**What you have to do:**
Transcribe the lines of the records starting with the one that has "of the fallen" in it and ending with the last, and transcribe nothing else.
——
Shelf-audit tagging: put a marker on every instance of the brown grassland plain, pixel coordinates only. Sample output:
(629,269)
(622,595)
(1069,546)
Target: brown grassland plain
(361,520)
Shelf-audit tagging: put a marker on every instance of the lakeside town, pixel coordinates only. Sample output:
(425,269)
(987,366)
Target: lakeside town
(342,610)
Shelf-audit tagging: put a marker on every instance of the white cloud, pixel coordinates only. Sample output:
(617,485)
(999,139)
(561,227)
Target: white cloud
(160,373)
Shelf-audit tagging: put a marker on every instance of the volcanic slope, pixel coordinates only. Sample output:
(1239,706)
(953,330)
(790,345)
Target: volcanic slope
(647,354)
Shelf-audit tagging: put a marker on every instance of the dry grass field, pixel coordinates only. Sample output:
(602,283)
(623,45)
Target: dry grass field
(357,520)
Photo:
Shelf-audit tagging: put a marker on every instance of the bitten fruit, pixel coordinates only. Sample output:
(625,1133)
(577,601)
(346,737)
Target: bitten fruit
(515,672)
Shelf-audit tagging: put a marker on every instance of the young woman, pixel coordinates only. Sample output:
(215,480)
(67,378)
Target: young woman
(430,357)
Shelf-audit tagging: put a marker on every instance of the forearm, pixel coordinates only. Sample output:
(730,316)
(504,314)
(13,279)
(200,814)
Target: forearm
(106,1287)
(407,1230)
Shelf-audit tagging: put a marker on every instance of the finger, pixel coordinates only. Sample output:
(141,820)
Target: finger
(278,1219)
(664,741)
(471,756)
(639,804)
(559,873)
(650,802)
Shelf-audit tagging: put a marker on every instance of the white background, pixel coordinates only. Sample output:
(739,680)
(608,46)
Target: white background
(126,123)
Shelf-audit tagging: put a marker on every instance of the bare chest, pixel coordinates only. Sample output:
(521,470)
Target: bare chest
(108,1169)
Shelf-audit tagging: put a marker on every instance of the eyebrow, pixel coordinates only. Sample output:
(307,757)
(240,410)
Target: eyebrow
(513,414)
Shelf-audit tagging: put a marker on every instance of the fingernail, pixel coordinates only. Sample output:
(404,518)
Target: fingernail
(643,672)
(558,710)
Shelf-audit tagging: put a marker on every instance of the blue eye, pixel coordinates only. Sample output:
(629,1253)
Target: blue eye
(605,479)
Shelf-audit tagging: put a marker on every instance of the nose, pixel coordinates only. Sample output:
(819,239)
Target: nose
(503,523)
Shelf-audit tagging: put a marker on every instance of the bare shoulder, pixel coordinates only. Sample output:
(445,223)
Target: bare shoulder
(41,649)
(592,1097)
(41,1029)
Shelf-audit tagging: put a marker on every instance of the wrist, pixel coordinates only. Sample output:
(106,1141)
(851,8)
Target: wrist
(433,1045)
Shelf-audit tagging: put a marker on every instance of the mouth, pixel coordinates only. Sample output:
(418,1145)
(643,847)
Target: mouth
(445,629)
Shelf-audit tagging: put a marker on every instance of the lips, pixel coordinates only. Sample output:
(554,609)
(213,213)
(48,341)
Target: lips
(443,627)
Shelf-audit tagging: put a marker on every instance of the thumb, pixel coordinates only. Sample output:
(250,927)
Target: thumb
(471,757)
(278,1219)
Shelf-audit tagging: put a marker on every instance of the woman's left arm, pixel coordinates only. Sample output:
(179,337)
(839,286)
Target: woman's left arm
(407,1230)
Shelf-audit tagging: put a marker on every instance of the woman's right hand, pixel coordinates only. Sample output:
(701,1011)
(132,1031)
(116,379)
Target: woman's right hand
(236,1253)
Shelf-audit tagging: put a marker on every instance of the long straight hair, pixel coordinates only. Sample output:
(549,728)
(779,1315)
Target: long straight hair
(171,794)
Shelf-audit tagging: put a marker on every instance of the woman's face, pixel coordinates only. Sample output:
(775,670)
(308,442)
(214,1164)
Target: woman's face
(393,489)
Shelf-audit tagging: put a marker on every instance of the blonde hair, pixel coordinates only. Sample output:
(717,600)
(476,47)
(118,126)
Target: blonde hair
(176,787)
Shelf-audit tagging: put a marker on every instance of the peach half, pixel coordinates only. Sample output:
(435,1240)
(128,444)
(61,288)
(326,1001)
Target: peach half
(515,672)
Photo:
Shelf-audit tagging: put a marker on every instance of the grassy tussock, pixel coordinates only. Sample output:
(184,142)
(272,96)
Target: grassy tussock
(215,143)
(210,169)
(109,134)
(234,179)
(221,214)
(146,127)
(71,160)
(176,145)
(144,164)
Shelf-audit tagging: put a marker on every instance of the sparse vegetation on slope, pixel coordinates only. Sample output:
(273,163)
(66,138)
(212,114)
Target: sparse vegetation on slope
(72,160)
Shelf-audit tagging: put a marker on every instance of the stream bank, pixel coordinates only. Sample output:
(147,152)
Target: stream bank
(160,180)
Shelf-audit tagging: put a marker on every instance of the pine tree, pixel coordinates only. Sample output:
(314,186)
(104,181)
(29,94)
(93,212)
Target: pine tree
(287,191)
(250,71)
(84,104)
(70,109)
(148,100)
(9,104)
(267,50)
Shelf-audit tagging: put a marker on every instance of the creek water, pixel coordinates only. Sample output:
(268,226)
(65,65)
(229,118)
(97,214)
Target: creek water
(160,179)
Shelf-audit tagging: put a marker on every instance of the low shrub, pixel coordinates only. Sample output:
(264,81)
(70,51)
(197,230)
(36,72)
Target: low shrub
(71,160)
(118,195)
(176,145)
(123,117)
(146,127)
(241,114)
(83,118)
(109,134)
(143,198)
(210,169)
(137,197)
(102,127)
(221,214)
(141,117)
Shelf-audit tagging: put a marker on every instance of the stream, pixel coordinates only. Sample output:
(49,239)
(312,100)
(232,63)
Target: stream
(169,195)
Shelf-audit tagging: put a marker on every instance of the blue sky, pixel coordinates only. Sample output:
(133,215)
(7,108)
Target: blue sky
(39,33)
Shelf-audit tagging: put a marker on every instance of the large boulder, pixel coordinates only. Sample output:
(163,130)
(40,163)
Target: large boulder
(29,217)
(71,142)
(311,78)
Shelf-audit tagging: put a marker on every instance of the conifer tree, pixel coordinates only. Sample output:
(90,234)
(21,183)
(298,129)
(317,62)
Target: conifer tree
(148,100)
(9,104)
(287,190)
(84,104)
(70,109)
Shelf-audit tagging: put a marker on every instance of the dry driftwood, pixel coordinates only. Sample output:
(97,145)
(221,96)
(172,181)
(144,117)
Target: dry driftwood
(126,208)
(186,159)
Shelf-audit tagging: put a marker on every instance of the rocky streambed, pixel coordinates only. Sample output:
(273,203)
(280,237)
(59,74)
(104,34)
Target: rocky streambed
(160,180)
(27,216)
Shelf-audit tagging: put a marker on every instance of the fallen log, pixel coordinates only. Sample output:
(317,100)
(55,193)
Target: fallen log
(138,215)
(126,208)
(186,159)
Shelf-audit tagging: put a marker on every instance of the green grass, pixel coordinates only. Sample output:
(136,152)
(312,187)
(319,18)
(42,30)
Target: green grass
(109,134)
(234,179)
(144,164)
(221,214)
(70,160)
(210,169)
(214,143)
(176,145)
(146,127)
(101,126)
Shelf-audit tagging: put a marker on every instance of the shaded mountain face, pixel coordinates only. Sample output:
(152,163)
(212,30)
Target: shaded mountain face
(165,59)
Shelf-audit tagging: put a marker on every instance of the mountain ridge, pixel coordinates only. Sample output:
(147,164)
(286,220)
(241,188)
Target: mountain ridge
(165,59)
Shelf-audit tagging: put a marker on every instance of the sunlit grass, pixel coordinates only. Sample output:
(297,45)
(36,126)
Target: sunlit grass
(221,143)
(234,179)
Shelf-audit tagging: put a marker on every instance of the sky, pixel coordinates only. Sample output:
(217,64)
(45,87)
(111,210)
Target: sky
——
**Full answer:**
Shelf-audit tagging: put a marker on every instance of the fallen log, pixel coordinates only. Sample output:
(317,100)
(55,193)
Target: fallen log
(138,215)
(126,208)
(186,159)
Shelf-audit tagging: put a marker on every instance of the green grass, pixel coordinates only. Sample output:
(136,152)
(312,187)
(319,18)
(42,30)
Target: green grass
(109,134)
(234,179)
(144,164)
(221,214)
(70,160)
(210,169)
(214,143)
(176,145)
(146,127)
(101,126)
Shelf-audit tagging: put a marker on every instance of the shaded mountain face, pixel coordinates only. Sample output:
(152,163)
(212,30)
Target: shaded mountain face
(165,59)
Shelf-audit tagging: put a marker on every instance of the mountain ridge, pixel coordinates only. Sample output:
(147,164)
(286,220)
(241,188)
Target: mountain ridge
(165,59)
Shelf-audit tagging: put a marker on every instance of the sunlit grass, pixel coordinates only. Sample output:
(297,45)
(36,126)
Target: sunlit grass
(221,143)
(234,179)
Shelf-audit tagging: put a marker on every instance of the sky, pixel coordinates only. Sample output:
(217,64)
(45,87)
(111,210)
Target: sky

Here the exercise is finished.